(Region pointing data)

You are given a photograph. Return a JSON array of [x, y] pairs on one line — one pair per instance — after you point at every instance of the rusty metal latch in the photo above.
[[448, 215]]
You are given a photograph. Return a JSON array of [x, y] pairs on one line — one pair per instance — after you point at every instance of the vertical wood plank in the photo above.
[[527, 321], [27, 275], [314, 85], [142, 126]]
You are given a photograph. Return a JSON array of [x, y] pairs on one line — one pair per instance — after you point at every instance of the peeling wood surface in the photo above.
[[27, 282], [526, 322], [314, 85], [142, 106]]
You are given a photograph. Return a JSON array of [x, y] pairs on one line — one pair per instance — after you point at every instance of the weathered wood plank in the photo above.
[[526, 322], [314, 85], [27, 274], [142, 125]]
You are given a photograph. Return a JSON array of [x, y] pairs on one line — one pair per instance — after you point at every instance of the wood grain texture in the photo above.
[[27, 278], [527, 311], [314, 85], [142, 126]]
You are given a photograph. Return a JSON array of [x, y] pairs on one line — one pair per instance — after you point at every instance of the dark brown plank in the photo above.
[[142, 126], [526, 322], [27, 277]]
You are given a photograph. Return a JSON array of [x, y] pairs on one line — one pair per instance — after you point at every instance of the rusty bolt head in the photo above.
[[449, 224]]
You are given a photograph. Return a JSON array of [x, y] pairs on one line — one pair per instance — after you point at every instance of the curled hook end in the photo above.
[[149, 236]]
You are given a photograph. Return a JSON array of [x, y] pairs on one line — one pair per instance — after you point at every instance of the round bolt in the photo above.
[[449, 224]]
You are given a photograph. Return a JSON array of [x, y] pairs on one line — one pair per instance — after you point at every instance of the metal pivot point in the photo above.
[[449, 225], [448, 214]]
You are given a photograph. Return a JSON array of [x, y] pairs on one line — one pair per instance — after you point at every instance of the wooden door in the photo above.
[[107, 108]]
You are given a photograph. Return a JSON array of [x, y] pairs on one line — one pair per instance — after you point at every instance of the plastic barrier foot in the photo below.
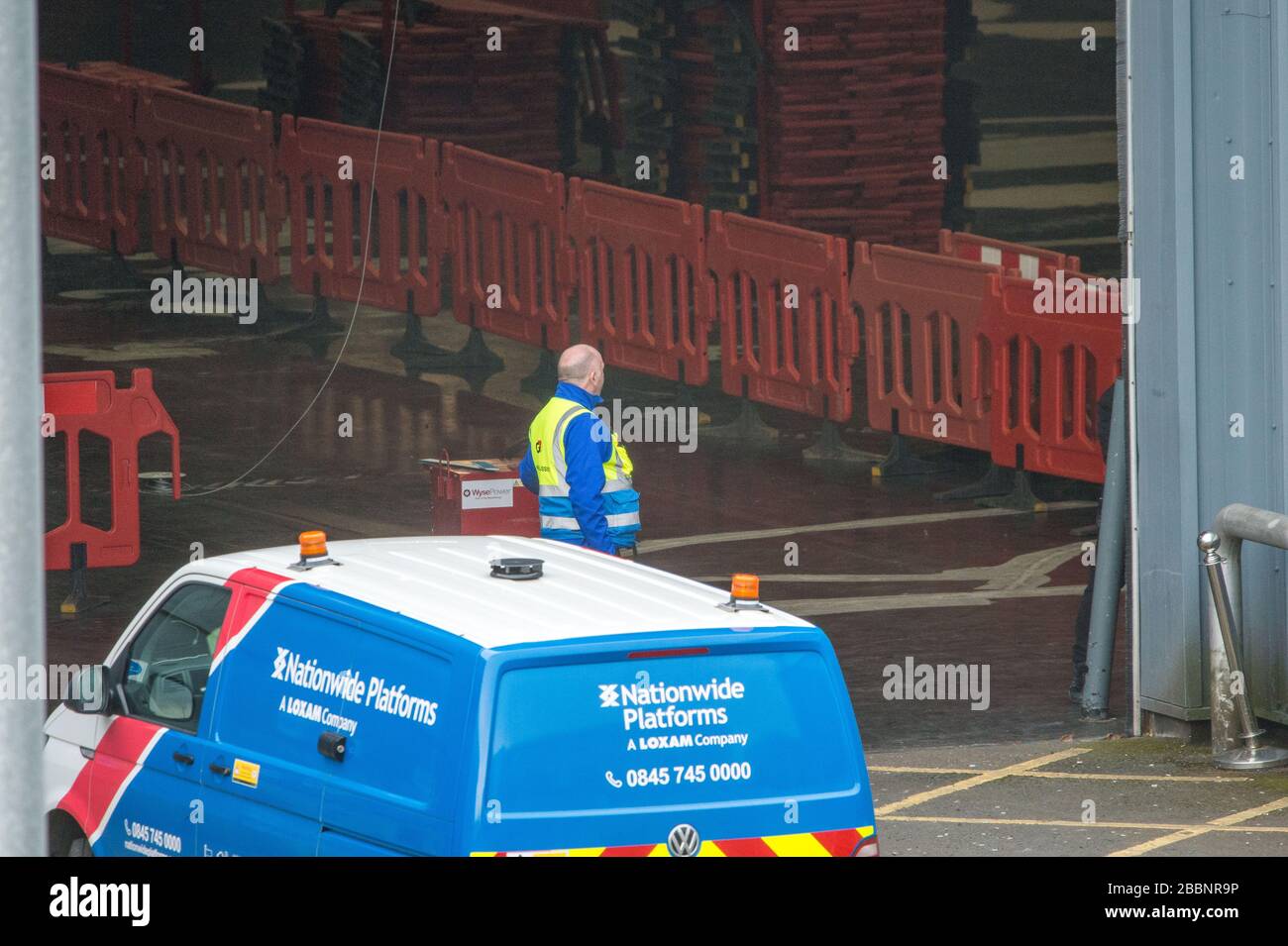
[[747, 429], [541, 382], [1021, 495], [77, 597], [902, 463], [320, 315], [476, 362], [831, 450], [997, 481]]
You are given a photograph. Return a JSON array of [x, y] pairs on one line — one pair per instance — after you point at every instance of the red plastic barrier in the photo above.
[[791, 358], [85, 126], [217, 194], [644, 292], [90, 402], [330, 216], [926, 352], [1050, 369], [507, 231], [1029, 261]]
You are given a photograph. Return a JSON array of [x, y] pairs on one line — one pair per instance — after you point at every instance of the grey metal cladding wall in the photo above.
[[1206, 89]]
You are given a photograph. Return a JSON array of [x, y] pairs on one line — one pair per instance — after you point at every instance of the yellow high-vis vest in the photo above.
[[558, 520]]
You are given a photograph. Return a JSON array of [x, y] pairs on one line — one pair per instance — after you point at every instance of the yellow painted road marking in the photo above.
[[982, 779], [1103, 777], [1125, 825], [1194, 832]]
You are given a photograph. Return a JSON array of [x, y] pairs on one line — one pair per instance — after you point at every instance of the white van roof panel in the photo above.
[[446, 581]]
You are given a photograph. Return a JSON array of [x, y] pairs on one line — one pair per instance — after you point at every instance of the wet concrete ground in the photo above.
[[888, 583], [1125, 798], [888, 572]]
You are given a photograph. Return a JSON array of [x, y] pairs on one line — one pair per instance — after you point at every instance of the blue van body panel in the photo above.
[[553, 740], [397, 786], [455, 749]]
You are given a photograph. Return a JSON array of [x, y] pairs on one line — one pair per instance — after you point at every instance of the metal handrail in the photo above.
[[1232, 528]]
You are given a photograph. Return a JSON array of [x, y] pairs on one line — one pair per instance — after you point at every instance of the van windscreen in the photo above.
[[670, 731]]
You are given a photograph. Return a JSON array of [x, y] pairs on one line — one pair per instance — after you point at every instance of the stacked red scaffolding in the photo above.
[[854, 117], [960, 348]]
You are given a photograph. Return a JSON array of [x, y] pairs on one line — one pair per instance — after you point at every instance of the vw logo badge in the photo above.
[[683, 841]]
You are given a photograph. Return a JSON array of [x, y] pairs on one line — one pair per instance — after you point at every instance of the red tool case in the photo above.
[[481, 497]]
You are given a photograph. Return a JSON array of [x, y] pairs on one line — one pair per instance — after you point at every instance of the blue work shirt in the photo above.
[[585, 452]]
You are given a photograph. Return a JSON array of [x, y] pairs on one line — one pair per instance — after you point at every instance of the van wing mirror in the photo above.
[[90, 691], [170, 699]]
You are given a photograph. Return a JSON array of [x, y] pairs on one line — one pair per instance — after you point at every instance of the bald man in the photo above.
[[576, 467]]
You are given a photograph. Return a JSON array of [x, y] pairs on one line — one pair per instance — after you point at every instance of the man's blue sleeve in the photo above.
[[528, 472], [587, 457]]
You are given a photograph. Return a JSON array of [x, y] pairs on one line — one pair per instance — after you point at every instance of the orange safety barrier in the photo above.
[[644, 292], [797, 358], [85, 125], [89, 402], [510, 248], [330, 215], [926, 353], [217, 200], [1029, 261], [1050, 369]]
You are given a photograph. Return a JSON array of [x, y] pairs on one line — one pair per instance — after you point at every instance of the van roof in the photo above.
[[446, 581]]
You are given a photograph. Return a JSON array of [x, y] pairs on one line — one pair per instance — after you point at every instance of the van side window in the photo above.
[[168, 661]]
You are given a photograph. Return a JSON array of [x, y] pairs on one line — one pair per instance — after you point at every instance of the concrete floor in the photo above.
[[889, 573]]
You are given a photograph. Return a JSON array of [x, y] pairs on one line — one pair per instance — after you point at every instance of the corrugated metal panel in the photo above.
[[1207, 86]]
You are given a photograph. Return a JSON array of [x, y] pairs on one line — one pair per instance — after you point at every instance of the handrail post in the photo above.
[[1250, 753]]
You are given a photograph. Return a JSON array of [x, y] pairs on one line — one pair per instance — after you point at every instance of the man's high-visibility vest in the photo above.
[[558, 521]]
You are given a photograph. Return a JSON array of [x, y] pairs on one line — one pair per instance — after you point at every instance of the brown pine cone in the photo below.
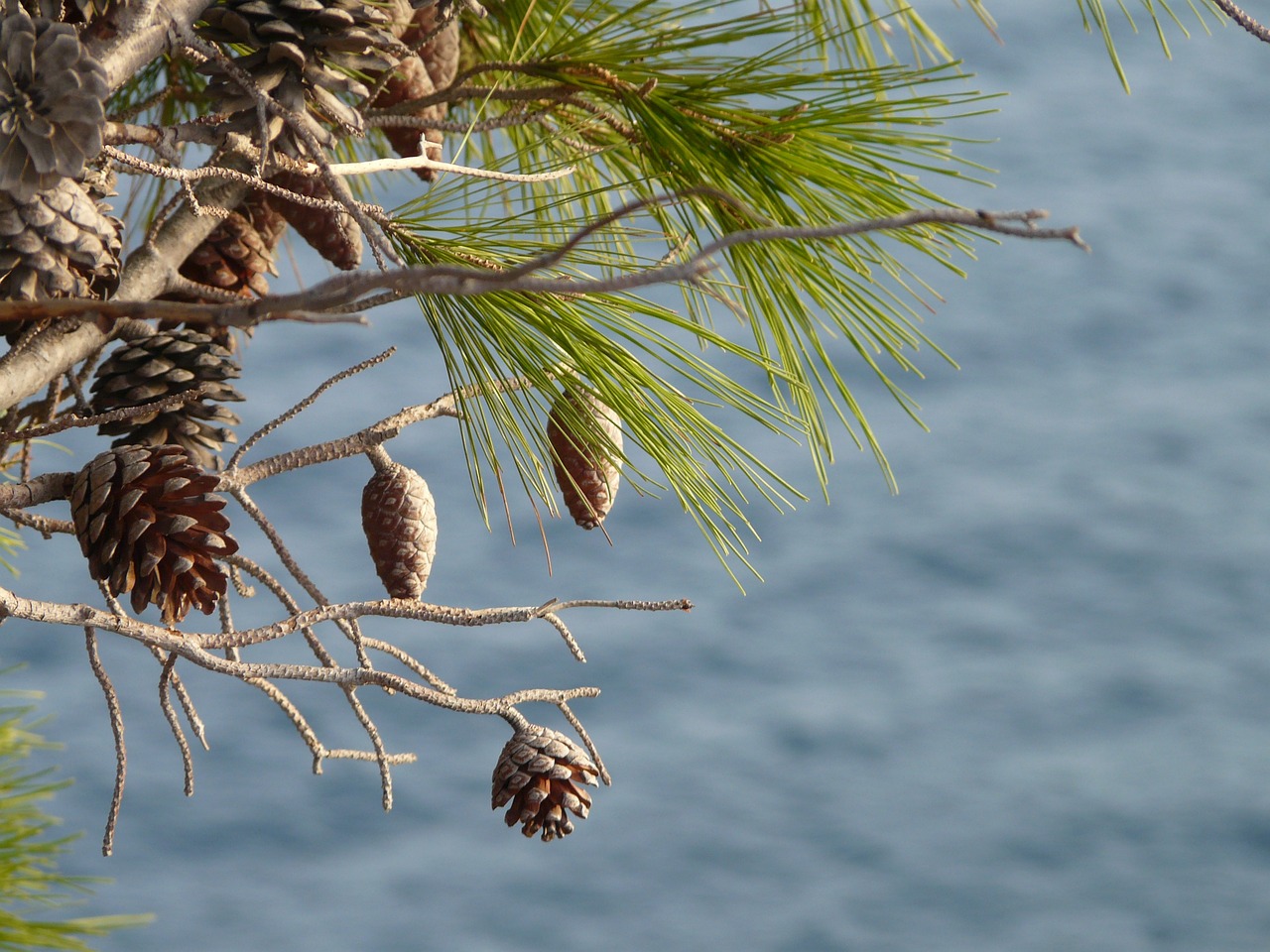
[[399, 518], [149, 524], [541, 774], [304, 54], [334, 235], [432, 68], [587, 470], [239, 253], [163, 365]]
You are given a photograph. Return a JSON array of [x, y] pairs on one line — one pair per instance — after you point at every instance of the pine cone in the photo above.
[[587, 470], [58, 243], [163, 365], [432, 68], [399, 518], [239, 253], [53, 95], [541, 772], [334, 235], [149, 524], [303, 54]]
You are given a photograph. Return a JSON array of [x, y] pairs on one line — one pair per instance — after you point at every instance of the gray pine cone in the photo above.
[[399, 518], [149, 525], [304, 53], [163, 365], [587, 471], [53, 94], [541, 774], [58, 243]]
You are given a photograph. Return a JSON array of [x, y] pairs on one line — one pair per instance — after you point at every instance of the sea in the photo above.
[[1020, 706]]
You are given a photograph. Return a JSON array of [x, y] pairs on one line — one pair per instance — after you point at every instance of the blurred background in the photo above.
[[1020, 706]]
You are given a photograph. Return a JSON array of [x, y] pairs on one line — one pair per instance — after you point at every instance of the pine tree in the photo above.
[[780, 166]]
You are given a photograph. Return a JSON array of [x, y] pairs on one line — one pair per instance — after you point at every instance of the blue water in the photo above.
[[1019, 707]]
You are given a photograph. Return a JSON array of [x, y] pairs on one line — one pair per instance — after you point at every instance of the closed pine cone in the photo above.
[[399, 518], [587, 471]]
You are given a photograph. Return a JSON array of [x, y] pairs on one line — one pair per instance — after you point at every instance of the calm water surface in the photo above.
[[1020, 707]]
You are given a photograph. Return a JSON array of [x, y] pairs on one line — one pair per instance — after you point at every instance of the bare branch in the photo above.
[[169, 712], [121, 754], [1243, 19]]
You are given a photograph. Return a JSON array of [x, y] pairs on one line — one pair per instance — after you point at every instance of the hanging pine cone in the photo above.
[[163, 365], [541, 774], [239, 253], [149, 524], [304, 54], [53, 95], [334, 235], [432, 68], [58, 243], [587, 471], [399, 518]]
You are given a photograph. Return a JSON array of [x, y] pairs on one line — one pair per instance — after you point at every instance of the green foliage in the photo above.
[[30, 883], [1095, 17], [699, 118]]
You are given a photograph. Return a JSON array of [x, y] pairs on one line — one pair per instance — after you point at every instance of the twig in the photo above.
[[303, 405], [175, 724], [585, 739], [1243, 19], [121, 756]]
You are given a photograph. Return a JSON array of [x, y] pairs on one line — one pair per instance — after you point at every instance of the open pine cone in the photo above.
[[149, 525], [59, 241], [304, 54], [163, 365], [541, 774]]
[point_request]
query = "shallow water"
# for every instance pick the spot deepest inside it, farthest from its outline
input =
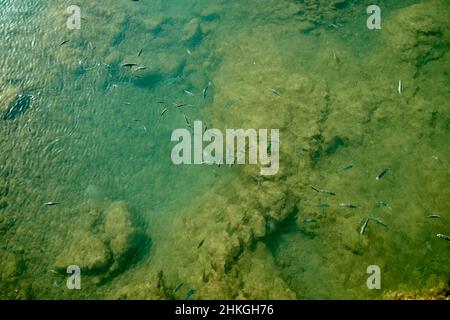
(96, 140)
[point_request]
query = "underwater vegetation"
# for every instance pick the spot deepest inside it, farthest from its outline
(85, 171)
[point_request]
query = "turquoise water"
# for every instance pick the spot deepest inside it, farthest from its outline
(95, 139)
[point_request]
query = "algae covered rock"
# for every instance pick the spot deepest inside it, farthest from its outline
(10, 265)
(191, 30)
(421, 32)
(7, 98)
(105, 247)
(123, 237)
(86, 251)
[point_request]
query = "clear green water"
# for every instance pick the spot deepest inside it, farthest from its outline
(94, 135)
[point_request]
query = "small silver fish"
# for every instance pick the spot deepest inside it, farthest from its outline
(275, 92)
(190, 293)
(330, 193)
(177, 288)
(322, 206)
(379, 221)
(364, 226)
(381, 174)
(348, 205)
(347, 167)
(187, 120)
(205, 90)
(51, 203)
(443, 236)
(382, 204)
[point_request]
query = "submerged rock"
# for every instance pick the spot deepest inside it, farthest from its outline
(191, 31)
(21, 103)
(86, 251)
(123, 237)
(420, 33)
(10, 265)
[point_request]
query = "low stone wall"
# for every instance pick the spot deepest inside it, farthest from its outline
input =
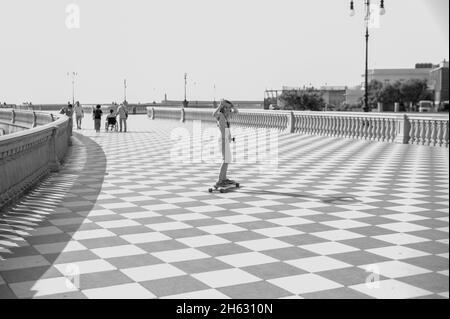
(29, 154)
(411, 128)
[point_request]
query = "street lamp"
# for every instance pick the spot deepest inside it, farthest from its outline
(73, 74)
(185, 102)
(382, 11)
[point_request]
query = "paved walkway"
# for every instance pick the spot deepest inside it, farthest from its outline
(338, 218)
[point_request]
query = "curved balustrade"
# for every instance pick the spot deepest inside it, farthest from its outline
(380, 127)
(28, 155)
(430, 132)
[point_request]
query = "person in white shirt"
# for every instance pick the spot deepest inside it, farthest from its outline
(79, 114)
(123, 115)
(222, 114)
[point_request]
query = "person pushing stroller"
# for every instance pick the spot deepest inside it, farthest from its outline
(223, 114)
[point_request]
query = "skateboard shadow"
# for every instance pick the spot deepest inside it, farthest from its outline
(335, 200)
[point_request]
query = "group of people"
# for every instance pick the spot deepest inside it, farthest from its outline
(111, 118)
(97, 113)
(222, 114)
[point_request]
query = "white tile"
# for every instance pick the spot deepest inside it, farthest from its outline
(337, 235)
(390, 289)
(59, 247)
(227, 277)
(397, 252)
(139, 215)
(318, 263)
(200, 241)
(118, 251)
(395, 269)
(118, 223)
(299, 212)
(221, 229)
(290, 221)
(184, 217)
(246, 259)
(302, 284)
(205, 209)
(159, 271)
(201, 294)
(42, 287)
(118, 205)
(168, 226)
(251, 210)
(278, 231)
(69, 221)
(101, 212)
(310, 204)
(234, 219)
(329, 248)
(160, 207)
(84, 267)
(405, 217)
(403, 227)
(49, 230)
(176, 255)
(23, 262)
(407, 209)
(345, 224)
(264, 203)
(401, 239)
(90, 234)
(351, 214)
(126, 291)
(263, 244)
(145, 237)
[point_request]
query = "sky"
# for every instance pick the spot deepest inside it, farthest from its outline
(232, 49)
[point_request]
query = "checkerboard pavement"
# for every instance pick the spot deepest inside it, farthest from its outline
(338, 218)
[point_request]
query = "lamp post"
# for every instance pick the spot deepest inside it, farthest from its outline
(73, 74)
(185, 102)
(125, 90)
(382, 11)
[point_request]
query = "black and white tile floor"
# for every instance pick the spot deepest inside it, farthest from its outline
(338, 218)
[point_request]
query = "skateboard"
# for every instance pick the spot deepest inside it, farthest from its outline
(223, 189)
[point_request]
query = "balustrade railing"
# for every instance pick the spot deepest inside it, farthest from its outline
(380, 127)
(29, 154)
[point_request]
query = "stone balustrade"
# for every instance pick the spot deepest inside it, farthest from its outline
(28, 155)
(431, 130)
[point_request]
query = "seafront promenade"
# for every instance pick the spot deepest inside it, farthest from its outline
(332, 217)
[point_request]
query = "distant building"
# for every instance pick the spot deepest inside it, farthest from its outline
(439, 83)
(353, 95)
(333, 95)
(385, 76)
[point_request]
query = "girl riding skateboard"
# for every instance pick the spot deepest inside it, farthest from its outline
(223, 114)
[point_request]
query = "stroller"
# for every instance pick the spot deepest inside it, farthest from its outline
(111, 122)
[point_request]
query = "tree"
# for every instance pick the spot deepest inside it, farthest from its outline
(390, 93)
(302, 100)
(414, 90)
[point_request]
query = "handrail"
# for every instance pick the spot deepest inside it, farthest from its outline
(28, 155)
(403, 128)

- [WHAT TO WORK ON]: Pull every line with "tile" from the records.

- [OUTPUT BELOW]:
query = "white tile"
query = "black and white tile floor"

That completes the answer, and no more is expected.